- Text to read
Combined with this is the fact that most European populations experience a profound feeling of impotence in the face of their own immovable political elites. (My wife, who was born in Paris 56 years ago, cannot remember any period of her life from adolescence onward when M. Chirac was not a prominent figure in French public life, and had he not died after a mere fifty years at or near the top of the greasy pole, the same might have been said of M. Mitterand.) This feeling of impotence is not because of any lack of intelligence or astuteness on the part of the populations in question: if you wanted to know why there was so much youth unemployment in France, you would not ask the Prime Minister, M. Dominque de Villepin, but the vastly more honest and clear-headed village plumber or carpenter, who would give you many precise and convincing reasons why no employer in his right mind would readily take on a new and previously untried young employee. Indeed, it would take a certain kind of intelligence, available only to those who have undergone a lot of formal education, not to be able to work it out.

The principal motor of Europe’s current decline is, in my view, its obsession with social security, which has created rigid social and economic systems that are extremely resistant to change. And this obsession with social security is in turn connected with a fear of the future: for the future has now brought Europe catastrophe and relative decline for more than a century.

What exactly is it that Europeans fear, given that their decline has been accompanied by an unprecedented increase in absolute material well-being? An open economy holds out more threat to them than promise: they believe that the outside world will bring them not trade and wealth, but unemployment and a loss of comfort. They therefore are inclined to retire into their shell and succumb to protectionist temptation, both internally with regard to the job market, and externally with regard to other nations. And the more those other nations advance relative to themselves, the more necessary does protection seem to them. A vicious circle is thus set up.

- Do this
Transcribe the passage on Europe's decline word for word, everything from "The principal motor" down to "than a century.".

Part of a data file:
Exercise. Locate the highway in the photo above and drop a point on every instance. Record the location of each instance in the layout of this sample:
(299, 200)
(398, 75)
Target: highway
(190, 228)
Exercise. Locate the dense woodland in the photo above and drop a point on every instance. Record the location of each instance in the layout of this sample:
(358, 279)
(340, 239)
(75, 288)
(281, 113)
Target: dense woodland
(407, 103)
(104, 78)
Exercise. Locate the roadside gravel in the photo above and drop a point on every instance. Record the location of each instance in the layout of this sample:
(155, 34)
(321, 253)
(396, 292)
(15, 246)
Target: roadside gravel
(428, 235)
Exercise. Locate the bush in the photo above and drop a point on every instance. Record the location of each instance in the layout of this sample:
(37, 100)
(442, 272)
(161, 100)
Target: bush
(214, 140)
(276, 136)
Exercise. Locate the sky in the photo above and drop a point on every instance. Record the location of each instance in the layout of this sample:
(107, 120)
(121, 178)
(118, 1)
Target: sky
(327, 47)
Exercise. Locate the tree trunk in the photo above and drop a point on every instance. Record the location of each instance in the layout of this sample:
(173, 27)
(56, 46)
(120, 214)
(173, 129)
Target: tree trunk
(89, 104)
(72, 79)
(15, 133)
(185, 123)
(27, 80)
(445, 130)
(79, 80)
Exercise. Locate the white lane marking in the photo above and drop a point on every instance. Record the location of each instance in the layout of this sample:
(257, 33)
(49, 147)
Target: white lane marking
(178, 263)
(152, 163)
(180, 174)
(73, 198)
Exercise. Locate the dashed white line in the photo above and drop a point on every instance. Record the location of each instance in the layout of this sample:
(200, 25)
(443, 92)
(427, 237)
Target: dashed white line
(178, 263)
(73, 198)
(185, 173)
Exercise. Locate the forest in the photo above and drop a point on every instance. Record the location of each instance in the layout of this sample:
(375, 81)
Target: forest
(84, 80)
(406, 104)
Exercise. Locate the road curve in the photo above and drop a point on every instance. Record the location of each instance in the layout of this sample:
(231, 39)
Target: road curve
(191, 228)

- Exercise solution
The principal motor of Europe’s current decline is, in my view, its obsession with social security, which has created rigid social and economic systems that are extremely resistant to change. And this obsession with social security is in turn connected with a fear of the future: for the future has now brought Europe catastrophe and relative decline for more than a century.